Exercise prompt: Copy the lines below verbatim, beginning at the line containing "Should you be willing to segment every instance of the leaning" and continuing through the line containing "M141 154L148 157L153", including both.

------ Material for the task ------

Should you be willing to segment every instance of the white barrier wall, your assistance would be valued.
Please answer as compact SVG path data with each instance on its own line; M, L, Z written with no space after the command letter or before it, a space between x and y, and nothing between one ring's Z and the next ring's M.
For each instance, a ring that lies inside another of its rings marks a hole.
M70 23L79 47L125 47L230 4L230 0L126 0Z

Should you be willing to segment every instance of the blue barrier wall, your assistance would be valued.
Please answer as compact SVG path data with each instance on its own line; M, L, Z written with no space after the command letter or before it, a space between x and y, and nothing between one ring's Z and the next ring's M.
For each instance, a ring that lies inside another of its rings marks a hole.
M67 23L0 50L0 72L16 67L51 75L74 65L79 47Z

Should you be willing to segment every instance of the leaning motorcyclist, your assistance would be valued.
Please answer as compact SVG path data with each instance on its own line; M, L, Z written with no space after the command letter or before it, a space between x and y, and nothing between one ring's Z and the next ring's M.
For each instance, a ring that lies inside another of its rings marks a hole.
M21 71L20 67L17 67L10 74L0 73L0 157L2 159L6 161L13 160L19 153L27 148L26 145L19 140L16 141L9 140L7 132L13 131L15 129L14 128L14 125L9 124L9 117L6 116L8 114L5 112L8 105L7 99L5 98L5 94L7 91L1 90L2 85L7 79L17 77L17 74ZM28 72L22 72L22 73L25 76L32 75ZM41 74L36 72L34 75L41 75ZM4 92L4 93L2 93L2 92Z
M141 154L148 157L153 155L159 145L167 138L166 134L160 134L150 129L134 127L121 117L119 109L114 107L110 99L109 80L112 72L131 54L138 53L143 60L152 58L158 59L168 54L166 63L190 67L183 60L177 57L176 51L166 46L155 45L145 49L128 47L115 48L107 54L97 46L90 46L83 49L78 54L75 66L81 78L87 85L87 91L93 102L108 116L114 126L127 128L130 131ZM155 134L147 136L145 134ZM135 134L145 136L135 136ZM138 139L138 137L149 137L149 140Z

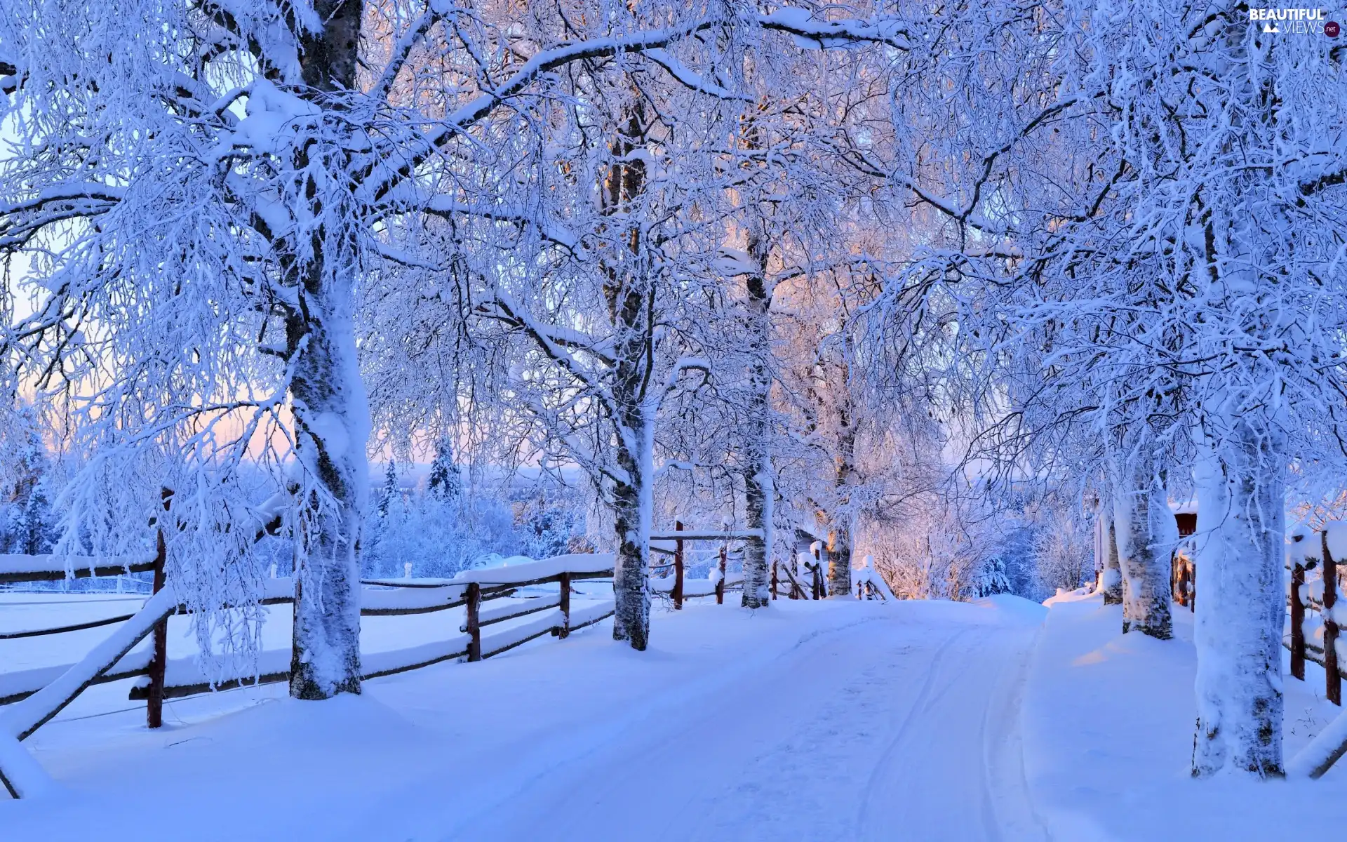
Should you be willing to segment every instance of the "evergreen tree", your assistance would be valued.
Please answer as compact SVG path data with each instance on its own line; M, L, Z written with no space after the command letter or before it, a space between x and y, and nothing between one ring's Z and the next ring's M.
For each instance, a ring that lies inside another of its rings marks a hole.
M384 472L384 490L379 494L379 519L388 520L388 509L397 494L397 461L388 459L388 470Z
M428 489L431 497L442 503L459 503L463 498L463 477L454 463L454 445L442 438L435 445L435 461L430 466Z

------
------ Material for the task ------

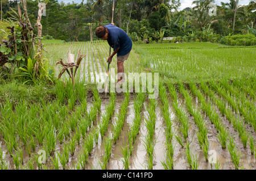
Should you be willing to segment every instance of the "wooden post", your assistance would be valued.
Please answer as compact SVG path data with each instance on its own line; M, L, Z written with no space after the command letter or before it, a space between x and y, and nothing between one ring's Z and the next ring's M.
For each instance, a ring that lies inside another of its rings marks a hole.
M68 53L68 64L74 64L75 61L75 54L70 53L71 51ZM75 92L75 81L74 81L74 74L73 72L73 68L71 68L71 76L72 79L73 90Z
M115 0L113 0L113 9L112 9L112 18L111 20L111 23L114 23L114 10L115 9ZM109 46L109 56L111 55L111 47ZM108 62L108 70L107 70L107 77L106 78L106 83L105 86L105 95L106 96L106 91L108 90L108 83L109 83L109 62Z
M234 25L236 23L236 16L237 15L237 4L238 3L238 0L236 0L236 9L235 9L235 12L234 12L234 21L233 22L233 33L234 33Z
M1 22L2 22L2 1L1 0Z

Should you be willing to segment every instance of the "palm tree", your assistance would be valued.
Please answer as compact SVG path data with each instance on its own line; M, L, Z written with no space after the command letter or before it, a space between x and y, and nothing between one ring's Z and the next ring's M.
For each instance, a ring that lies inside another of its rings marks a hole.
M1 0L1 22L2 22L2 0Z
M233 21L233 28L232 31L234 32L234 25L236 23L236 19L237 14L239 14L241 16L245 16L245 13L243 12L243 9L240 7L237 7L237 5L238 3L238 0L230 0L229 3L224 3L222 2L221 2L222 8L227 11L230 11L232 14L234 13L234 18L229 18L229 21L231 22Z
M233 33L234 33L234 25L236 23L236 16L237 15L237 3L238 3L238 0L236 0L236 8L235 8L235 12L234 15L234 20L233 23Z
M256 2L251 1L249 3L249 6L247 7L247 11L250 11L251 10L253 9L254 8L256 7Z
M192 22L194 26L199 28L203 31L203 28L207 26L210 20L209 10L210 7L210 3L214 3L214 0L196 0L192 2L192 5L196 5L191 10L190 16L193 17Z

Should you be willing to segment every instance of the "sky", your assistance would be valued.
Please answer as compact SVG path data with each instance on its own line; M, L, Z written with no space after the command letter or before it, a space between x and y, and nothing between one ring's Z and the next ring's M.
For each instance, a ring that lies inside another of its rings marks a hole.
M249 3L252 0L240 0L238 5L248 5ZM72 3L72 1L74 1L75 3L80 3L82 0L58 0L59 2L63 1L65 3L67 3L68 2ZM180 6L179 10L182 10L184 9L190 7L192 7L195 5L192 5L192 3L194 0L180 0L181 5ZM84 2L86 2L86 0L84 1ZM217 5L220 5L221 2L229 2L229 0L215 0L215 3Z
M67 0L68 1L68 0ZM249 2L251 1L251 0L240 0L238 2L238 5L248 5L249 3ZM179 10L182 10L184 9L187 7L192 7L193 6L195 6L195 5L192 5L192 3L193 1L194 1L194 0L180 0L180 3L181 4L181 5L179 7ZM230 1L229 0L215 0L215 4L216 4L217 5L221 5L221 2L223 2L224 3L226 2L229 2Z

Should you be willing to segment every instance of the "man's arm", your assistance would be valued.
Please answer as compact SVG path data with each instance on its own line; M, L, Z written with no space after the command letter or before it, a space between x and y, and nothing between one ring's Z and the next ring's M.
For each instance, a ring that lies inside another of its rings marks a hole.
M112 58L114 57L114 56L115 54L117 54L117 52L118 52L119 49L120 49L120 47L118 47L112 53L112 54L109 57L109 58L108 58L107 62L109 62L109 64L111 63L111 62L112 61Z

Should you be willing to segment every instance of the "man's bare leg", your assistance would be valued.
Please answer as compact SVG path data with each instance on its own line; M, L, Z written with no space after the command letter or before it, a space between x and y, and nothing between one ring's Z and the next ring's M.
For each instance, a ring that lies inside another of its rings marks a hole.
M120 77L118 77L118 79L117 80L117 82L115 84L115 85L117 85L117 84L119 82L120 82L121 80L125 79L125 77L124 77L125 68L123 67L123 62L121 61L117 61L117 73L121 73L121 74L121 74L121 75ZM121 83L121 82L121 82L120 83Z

------

Response:
Should you be willing to segment every instance of the leaning motorcyclist, your assistance would be valued.
Please answer as compact SVG path data with each instance on its own line; M, L, Z written with no space after the command letter or before it, a space between x and y, and nothing between one ring's Z and the next ring's M.
For each instance, a ring that lies inside another of its rings marks a hole.
M21 71L20 67L17 67L10 74L0 73L0 157L2 159L6 161L13 160L19 153L27 148L26 145L19 140L16 141L9 140L7 132L13 131L15 129L14 128L14 125L9 124L9 117L6 116L8 114L5 112L8 105L7 99L5 98L5 94L7 91L1 90L2 85L7 79L17 77L17 74ZM28 72L22 72L22 73L25 76L32 75ZM41 74L36 72L34 75L41 75ZM4 92L4 93L2 93L2 92Z
M141 154L148 157L153 155L159 145L167 138L166 134L160 134L150 129L134 127L121 117L119 109L114 107L110 99L109 80L112 72L131 54L138 53L143 60L152 58L158 59L168 54L166 63L190 67L183 60L177 57L176 51L166 46L155 45L145 49L128 47L115 48L107 54L97 46L90 46L83 49L78 54L75 66L81 78L87 85L87 91L93 102L108 116L114 126L127 128L130 131ZM155 134L147 136L145 134ZM135 134L145 136L135 136ZM138 139L138 137L149 137L149 140Z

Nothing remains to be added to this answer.